# Asmodus Mini Minikin 50W Mod - New - uses 18500 Efest Rechargeable Batteries



## Max (26/12/16)

Good Day and Compliments of the Season to all Suppliers.

In anticipation of the new Mini Minikin 50W - please confirm if any one has - or is planning to stock good quality 18500 - high mAh Batteries for this Mod. 

Thank You so much for all your support and looking forward to your soonest possible comments.


----------



## Max (19/1/17)

Hi @Mari @Vapers Corner @Vaperite South Africa @Sir Vape @KieranD @JakesSA @vaporize.co.za @Maxxis @Stroodlepuff @Rob Fisher @Silver - Please confirm if there has been any progress on this Mod coming to SA...!!

http://www.asmodus.com/asMODus-Mini-Minikin-50W-Complete-Kit-p/asmodus-mini-minikin-kit.htm


----------



## Rob Fisher (19/1/17)

* Recorded data *
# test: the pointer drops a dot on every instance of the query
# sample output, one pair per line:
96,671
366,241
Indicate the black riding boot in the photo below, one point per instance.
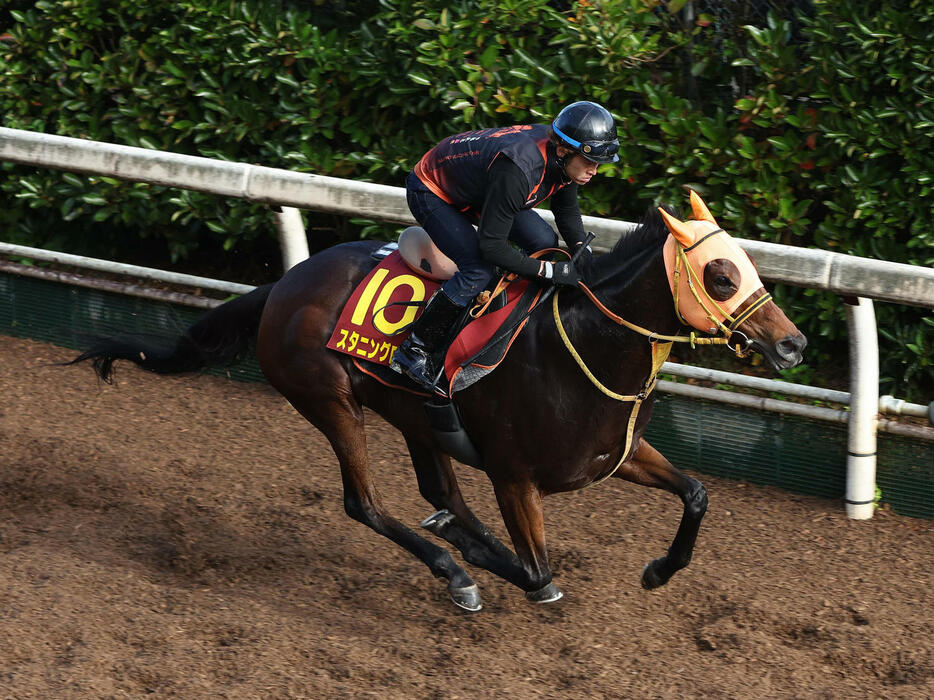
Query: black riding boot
419,354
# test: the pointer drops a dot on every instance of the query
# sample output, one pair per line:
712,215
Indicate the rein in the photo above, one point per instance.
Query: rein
729,331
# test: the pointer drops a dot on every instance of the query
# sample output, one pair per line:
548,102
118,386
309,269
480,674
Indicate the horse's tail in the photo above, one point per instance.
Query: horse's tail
218,338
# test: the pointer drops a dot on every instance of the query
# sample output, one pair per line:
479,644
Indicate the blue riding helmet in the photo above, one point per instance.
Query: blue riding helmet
588,129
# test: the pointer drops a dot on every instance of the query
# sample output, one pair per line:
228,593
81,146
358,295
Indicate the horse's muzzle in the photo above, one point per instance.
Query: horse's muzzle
785,353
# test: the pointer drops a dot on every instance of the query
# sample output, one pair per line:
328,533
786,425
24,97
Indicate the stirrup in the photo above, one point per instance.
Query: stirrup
414,363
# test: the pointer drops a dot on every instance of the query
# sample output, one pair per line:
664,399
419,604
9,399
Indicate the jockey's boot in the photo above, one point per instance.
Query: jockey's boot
421,354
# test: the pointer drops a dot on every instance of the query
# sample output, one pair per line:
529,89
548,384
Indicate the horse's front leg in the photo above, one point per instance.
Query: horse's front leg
520,504
649,467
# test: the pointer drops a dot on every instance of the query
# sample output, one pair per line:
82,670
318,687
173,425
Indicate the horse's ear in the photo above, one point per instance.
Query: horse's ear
681,231
701,212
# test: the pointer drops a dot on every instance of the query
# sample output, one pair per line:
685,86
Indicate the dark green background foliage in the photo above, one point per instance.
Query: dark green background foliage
802,123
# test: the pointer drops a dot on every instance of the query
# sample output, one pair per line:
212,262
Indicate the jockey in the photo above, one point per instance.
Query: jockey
493,178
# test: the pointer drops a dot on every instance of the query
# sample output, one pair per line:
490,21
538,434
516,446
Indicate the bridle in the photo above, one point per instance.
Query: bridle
738,341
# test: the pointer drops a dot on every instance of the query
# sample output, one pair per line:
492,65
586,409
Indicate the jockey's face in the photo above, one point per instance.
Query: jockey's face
576,167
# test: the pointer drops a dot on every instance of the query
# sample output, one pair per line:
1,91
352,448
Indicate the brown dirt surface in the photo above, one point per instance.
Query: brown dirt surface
185,537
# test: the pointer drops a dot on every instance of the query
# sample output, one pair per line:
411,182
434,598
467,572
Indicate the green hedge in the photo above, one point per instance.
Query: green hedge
809,124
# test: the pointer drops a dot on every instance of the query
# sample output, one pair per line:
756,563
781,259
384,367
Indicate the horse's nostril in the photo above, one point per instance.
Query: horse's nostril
792,345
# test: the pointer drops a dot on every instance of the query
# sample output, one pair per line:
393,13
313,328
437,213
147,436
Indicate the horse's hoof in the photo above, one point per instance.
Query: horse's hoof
437,521
547,594
650,576
467,598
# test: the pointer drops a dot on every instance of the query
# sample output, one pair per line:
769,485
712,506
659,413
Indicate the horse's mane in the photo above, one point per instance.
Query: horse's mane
632,251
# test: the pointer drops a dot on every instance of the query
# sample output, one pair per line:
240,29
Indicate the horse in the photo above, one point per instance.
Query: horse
581,372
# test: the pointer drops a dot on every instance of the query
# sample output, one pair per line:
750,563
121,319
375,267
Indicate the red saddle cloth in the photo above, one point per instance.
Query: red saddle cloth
376,318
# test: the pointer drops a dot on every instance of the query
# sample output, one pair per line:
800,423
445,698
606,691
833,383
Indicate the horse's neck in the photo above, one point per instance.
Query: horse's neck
612,351
643,299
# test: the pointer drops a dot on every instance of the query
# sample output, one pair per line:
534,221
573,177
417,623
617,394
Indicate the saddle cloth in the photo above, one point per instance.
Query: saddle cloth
378,316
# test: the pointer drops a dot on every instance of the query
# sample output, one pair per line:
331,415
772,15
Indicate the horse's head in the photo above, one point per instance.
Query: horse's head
716,287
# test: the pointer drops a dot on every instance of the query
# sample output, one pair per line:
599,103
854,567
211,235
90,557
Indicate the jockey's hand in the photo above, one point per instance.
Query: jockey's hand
583,253
562,273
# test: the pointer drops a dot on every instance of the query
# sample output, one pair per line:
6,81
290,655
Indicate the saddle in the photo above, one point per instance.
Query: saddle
380,312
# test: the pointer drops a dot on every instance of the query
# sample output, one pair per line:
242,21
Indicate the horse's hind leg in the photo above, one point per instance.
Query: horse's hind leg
342,424
649,467
454,521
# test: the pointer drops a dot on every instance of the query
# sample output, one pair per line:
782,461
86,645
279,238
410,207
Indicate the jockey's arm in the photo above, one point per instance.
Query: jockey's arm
506,192
568,216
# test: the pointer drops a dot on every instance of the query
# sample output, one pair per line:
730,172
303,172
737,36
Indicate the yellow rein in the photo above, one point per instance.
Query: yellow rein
654,337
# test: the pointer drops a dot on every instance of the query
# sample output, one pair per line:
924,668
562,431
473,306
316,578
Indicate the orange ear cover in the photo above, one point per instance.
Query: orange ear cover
681,231
701,212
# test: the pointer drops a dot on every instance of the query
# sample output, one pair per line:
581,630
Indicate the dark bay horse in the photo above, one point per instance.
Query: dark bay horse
567,407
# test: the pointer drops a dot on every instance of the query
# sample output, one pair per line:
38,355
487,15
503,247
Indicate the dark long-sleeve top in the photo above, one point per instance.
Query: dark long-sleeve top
506,194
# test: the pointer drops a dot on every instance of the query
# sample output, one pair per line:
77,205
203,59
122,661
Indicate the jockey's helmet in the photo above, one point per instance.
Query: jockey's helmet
588,129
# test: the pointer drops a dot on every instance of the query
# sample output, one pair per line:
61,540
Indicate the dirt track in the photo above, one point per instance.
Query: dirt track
185,537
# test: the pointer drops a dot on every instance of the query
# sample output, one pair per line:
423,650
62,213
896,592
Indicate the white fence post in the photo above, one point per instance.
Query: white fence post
864,410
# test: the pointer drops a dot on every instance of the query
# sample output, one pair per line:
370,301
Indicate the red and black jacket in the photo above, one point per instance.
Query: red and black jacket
491,174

* What needs to be done *
Write what comes next in the forum thread about the Asmodus Mini Minikin 50W mod, beginning with the post under the "Rob Fisher (19/1/17)" heading.

* Result for this exercise *
Max said:


> Hi @Mari @Vapers Corner @Vaperite South Africa @Sir Vape @KieranD @JakesSA @vaporize.co.za @Maxxis @Stroodlepuff @Rob Fisher @Silver - Please confirm if there has been any progress on this Mod coming to SA...!!



@Max I have no idea as I'm not a vendor.  And I haven't heard from any vendors on wether this mod is coming in or not or when. Sorry.

Reactions: Winner 1


----------



## Sir Vape (20/1/17)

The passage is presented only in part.